> **Data supplied**

<<<<

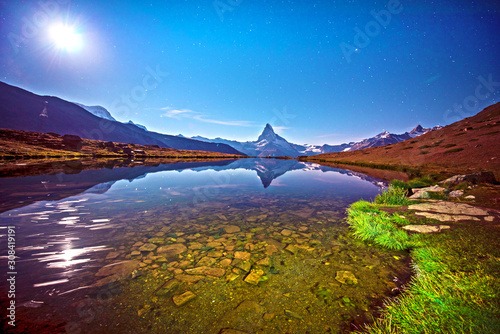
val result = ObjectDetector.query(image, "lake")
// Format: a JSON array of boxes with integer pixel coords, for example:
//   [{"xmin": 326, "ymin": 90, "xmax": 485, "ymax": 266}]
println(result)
[{"xmin": 0, "ymin": 159, "xmax": 408, "ymax": 333}]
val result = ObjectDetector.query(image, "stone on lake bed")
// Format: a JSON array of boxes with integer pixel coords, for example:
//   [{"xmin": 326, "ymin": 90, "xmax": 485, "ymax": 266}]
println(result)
[
  {"xmin": 285, "ymin": 245, "xmax": 299, "ymax": 254},
  {"xmin": 224, "ymin": 225, "xmax": 241, "ymax": 234},
  {"xmin": 255, "ymin": 257, "xmax": 271, "ymax": 267},
  {"xmin": 196, "ymin": 256, "xmax": 216, "ymax": 267},
  {"xmin": 335, "ymin": 270, "xmax": 358, "ymax": 285},
  {"xmin": 106, "ymin": 252, "xmax": 121, "ymax": 260},
  {"xmin": 285, "ymin": 310, "xmax": 304, "ymax": 320},
  {"xmin": 234, "ymin": 252, "xmax": 251, "ymax": 261},
  {"xmin": 244, "ymin": 269, "xmax": 264, "ymax": 285},
  {"xmin": 207, "ymin": 251, "xmax": 223, "ymax": 259},
  {"xmin": 175, "ymin": 274, "xmax": 205, "ymax": 283},
  {"xmin": 266, "ymin": 245, "xmax": 278, "ymax": 255},
  {"xmin": 403, "ymin": 225, "xmax": 450, "ymax": 233},
  {"xmin": 233, "ymin": 259, "xmax": 252, "ymax": 273},
  {"xmin": 157, "ymin": 244, "xmax": 187, "ymax": 257},
  {"xmin": 188, "ymin": 242, "xmax": 203, "ymax": 249},
  {"xmin": 186, "ymin": 267, "xmax": 226, "ymax": 277},
  {"xmin": 139, "ymin": 244, "xmax": 158, "ymax": 252},
  {"xmin": 172, "ymin": 291, "xmax": 196, "ymax": 306},
  {"xmin": 220, "ymin": 259, "xmax": 233, "ymax": 267},
  {"xmin": 450, "ymin": 190, "xmax": 464, "ymax": 197}
]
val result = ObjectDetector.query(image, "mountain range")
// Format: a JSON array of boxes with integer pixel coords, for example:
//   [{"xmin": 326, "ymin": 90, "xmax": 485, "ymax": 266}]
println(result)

>>>>

> **Directions**
Please identify every line in the listing above that contains the word "image", and copy each of those lines in full.

> **Task response**
val result = ObjectDetector.query(image, "lake")
val result = ObjectDetector.query(image, "stone on lake bed")
val result = ObjectDetector.query(image, "mountain range")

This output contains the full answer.